*Exercise details:*
Your answer should be every line of the entries that has the string "roof" in it.

*Input:*
Content starts

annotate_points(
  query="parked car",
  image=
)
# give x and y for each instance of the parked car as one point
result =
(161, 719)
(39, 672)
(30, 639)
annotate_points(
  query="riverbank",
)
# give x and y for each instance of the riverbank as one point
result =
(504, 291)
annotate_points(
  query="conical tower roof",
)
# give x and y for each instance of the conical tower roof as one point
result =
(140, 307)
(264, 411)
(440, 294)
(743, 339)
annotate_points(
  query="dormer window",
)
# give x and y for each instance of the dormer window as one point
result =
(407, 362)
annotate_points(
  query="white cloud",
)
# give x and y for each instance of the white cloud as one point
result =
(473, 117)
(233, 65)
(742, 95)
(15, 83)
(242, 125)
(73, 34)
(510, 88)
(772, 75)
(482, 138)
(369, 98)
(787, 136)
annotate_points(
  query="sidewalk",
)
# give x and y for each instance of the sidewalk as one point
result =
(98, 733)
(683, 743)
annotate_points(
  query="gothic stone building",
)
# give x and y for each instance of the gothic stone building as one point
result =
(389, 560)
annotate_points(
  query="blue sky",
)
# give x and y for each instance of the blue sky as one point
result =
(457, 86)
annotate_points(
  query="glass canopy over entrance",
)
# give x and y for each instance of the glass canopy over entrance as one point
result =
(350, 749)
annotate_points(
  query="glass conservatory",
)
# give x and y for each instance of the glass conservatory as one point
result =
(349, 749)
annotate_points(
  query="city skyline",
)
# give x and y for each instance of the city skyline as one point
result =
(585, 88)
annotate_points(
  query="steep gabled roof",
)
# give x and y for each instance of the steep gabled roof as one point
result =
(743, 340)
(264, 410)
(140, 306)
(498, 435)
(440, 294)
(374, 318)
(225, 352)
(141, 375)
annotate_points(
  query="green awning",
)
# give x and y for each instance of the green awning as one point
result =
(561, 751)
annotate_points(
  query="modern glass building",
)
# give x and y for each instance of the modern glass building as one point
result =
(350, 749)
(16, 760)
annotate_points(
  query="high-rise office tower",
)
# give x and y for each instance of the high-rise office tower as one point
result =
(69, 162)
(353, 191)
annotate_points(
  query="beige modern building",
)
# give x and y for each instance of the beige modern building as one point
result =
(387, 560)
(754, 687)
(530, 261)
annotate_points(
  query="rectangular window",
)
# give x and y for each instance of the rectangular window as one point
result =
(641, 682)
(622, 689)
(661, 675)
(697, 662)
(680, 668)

Content ends

*Solution to the exercise:*
  query="conical tower roof",
# give x and y for each instance of the conical tower roof as one point
  query="steep gabled roof",
# give x and y for each instance of the steep gabled roof as one point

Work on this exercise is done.